▶ WHAT THE EXERCISE ASKS
Keep the images out and set the listing below down word for word.
__________________________________________________
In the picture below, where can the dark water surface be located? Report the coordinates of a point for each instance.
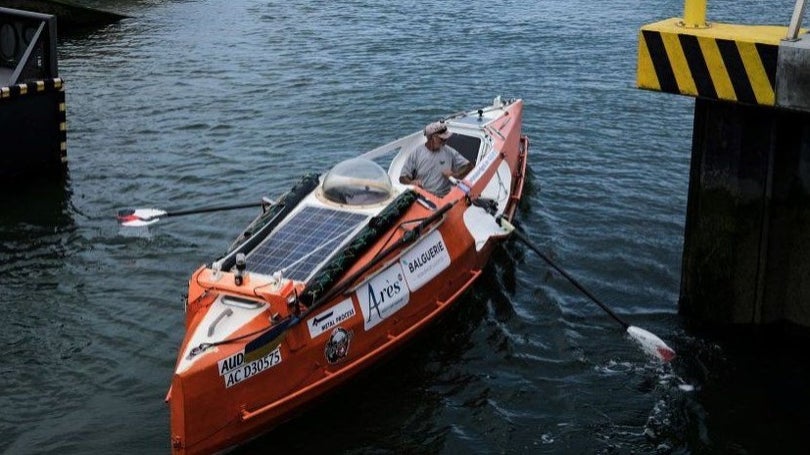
(198, 103)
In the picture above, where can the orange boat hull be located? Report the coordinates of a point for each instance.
(227, 394)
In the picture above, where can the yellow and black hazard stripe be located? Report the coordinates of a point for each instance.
(41, 86)
(707, 67)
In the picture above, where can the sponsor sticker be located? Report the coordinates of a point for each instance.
(338, 345)
(382, 296)
(426, 260)
(234, 369)
(327, 319)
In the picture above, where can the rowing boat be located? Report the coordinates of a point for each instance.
(334, 275)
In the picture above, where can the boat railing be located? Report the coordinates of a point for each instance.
(27, 47)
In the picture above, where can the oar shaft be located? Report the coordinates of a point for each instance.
(221, 208)
(573, 281)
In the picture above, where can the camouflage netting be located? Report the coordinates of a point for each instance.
(321, 283)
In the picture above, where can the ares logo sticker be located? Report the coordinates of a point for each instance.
(338, 345)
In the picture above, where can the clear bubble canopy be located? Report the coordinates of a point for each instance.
(357, 181)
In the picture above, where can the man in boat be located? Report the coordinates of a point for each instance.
(430, 164)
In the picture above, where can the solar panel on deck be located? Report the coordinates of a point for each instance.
(303, 242)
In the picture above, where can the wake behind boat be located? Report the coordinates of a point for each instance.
(337, 273)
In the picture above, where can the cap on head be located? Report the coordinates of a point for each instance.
(439, 128)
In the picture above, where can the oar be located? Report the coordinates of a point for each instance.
(650, 343)
(145, 217)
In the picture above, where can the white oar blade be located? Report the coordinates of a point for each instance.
(651, 344)
(138, 223)
(139, 217)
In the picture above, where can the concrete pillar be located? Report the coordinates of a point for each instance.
(746, 256)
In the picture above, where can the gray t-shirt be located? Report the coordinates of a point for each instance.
(427, 166)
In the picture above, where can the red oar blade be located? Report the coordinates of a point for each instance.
(139, 217)
(651, 344)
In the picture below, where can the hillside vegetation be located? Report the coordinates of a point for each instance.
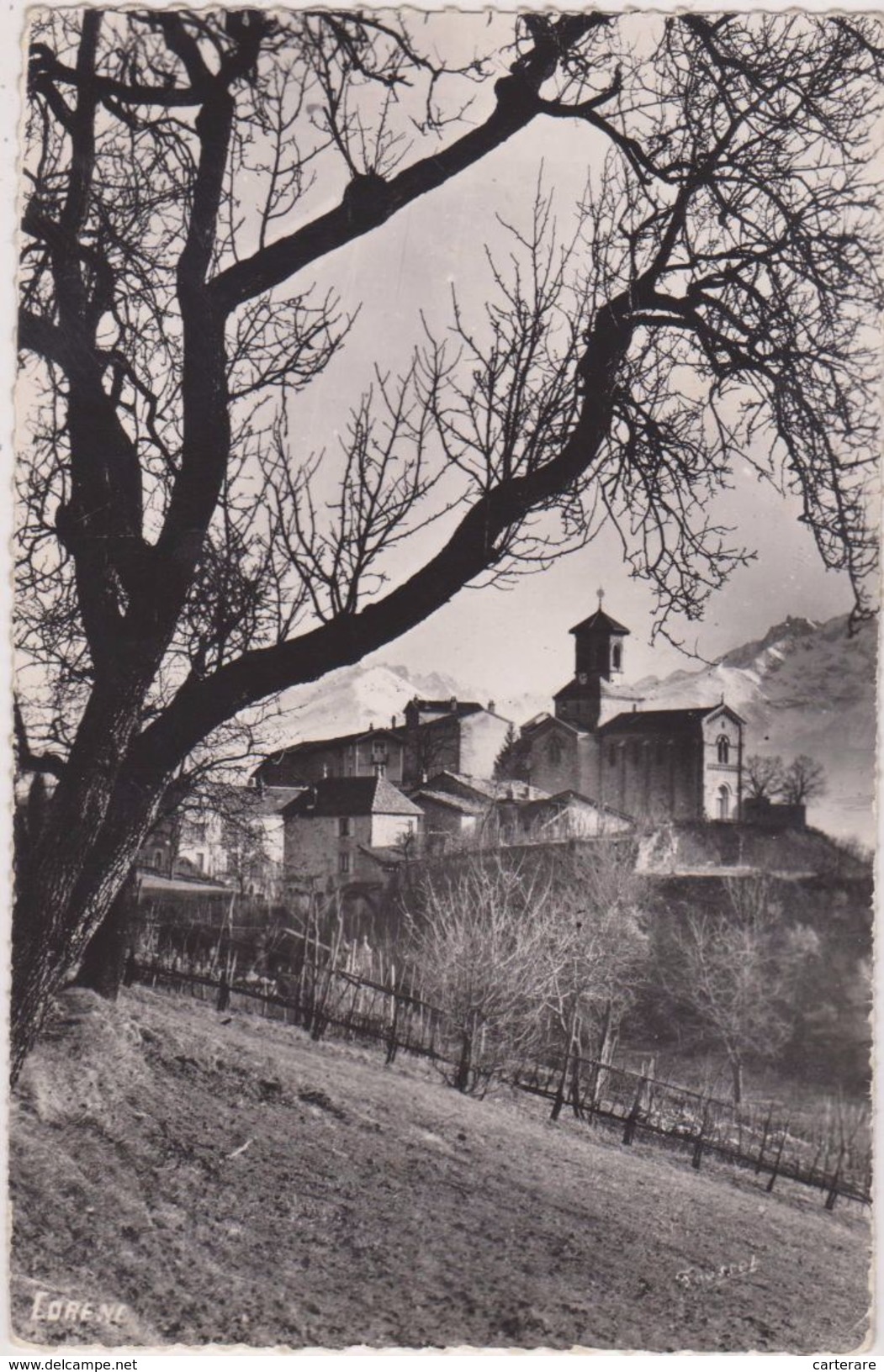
(228, 1180)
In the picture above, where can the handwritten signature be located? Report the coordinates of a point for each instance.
(692, 1278)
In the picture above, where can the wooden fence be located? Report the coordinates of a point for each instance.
(838, 1161)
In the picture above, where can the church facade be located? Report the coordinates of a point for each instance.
(653, 764)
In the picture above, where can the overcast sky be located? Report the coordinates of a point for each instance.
(510, 641)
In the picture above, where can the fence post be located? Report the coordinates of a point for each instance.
(391, 1040)
(760, 1153)
(832, 1195)
(632, 1118)
(775, 1167)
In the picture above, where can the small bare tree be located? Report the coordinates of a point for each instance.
(803, 779)
(595, 951)
(738, 972)
(762, 777)
(479, 944)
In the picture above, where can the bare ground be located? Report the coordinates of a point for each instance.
(228, 1180)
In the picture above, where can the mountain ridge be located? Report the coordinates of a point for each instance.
(802, 688)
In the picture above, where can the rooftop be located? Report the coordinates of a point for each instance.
(341, 796)
(640, 720)
(600, 623)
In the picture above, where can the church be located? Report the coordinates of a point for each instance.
(651, 764)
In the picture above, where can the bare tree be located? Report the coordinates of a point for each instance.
(803, 779)
(511, 762)
(478, 943)
(762, 777)
(738, 972)
(595, 951)
(178, 555)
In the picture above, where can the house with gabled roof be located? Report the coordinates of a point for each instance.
(338, 831)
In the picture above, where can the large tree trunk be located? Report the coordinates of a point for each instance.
(99, 818)
(104, 959)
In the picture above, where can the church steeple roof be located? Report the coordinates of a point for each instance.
(599, 622)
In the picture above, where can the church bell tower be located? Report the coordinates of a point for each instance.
(599, 649)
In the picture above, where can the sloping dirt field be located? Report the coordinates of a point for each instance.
(184, 1178)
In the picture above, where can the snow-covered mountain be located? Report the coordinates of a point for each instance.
(356, 697)
(803, 688)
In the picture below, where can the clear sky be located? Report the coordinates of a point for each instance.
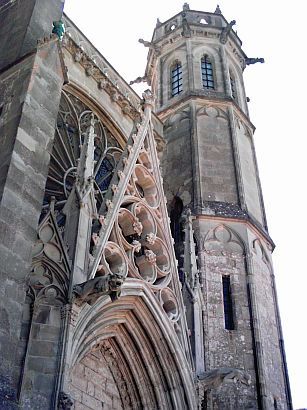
__________________________________________________
▶ ANSWER TO THIS PROBLEM
In the picture below, where can the dark water surface be located? Report the coordinates of a point for each instance.
(198, 103)
In the picture above, where can the orange boat hull be located? Report the coordinates of a point for each instance.
(227, 394)
In the picture above, where can the yellow and black hazard stripe be located? Report the coordinates of a point for each instance.
(41, 86)
(707, 67)
In the picture above, where can the sponsor sticker be located? Report the coordinates of a point for each instance.
(338, 345)
(382, 296)
(426, 260)
(234, 369)
(327, 319)
In the picture above, where can the rowing boat be located? Report the coordinates of a point for each instance.
(334, 275)
In the picture above, where can the boat railing be located? Report the coordinates of a point for each instance.
(27, 47)
In the picture above, where can the oar shaft be located? Report the coordinates of a point for each instance.
(221, 208)
(573, 281)
In the picture above, where can the camouflage netting be located? Report the coordinates of a point for each instance.
(321, 283)
In the picture above, where can the ares logo sticker be located? Report the coordinates of a point for each instance.
(338, 345)
In the picture above, where can the clear bubble canopy be located? Report the coordinates of a point for each instance.
(357, 181)
In the picture above, where can the man in boat be located? Report the coordinates of a point for each instance.
(430, 164)
In the picture above, where can the solar panel on deck be located? Report the coordinates of a point for each instance.
(303, 242)
In the picture above, where can the wake behind boat be located? Report the coordinates of a point for each instance.
(337, 273)
In the picture above, where can the cap on head be located? Report the coordinates of a point for each instance.
(439, 128)
In the picture above, where can the oar be located? Report the coordinates of a point for each instance.
(650, 343)
(145, 217)
In the picture above, where can the white oar blade be located? Report the coordinates of a point for each instance.
(651, 344)
(138, 223)
(139, 217)
In the picture above, where can the concrete pillar be located? Report the coordinates of a point for each instance.
(746, 256)
In the picture above, where can the gray t-shirt be located? Report the coordinates of a point for each instance.
(427, 166)
In the picture above, where can the red oar blade be located? Report the coordinates of a point for each instance.
(139, 217)
(651, 344)
In the picture below, where can the hillside vegetation be located? Report the coordinates of a point for each instance.
(228, 1180)
In the picture above, where can the handwritten signature be located? Report the coordinates of a point for each instance.
(692, 1278)
In the picture above, where can the wooden fence be located? Report the coordinates of a point for each instance.
(838, 1161)
In the picture above, where can the church facade be located? Report the coordinates of a point for each instance.
(653, 764)
In the picture above, where can the overcast sky be located? Report the coordinates of a point for each instance.
(510, 641)
In the picture above, where can the fence post be located? Report the coordinates of a point for each instance.
(391, 1040)
(760, 1153)
(832, 1195)
(632, 1118)
(775, 1167)
In the picture above, where can the small bare tree be located? Report the coordinates of a point for each instance.
(803, 779)
(595, 951)
(738, 972)
(762, 777)
(479, 944)
In the picture above, where can the bare ground be located? Report the coordinates of a point for each instance.
(228, 1180)
In the picture above, where can the mountain ridge be located? Report the coordinates of a point for each instance.
(802, 688)
In the picture above, where can the rooftop be located? Report the coordinates of a point for each instance.
(341, 796)
(640, 720)
(600, 623)
In the picture above, where can the church be located? Report the coordinates of a point for each instance.
(651, 764)
In the picture above, where can the bare tree be located? Report the coordinates of a point for each instance.
(803, 779)
(511, 762)
(478, 943)
(762, 777)
(738, 972)
(595, 951)
(178, 555)
In the picture above, where can the house with gabled roof be located? Report the coordinates of a point for each instance.
(338, 831)
In the picture above, where can the large tree trunk be located? Report the coordinates of a point for each instance.
(99, 818)
(104, 959)
In the picture above, where can the church steeple roof be located? Report the coordinates of a point for each instance.
(599, 622)
In the picture above, where can the church bell tower be located? Report the coordinates of a point for each instance.
(599, 649)
In the picture above, where can the sloping dirt field be located? Report the coordinates of a point for each instance.
(184, 1178)
In the picture above, where can the snow-covered mountain be located? Report the coordinates of a point for each instance.
(356, 697)
(803, 688)
In the picture below, where can the clear sky be located? Report the coordinates of a point for each instance.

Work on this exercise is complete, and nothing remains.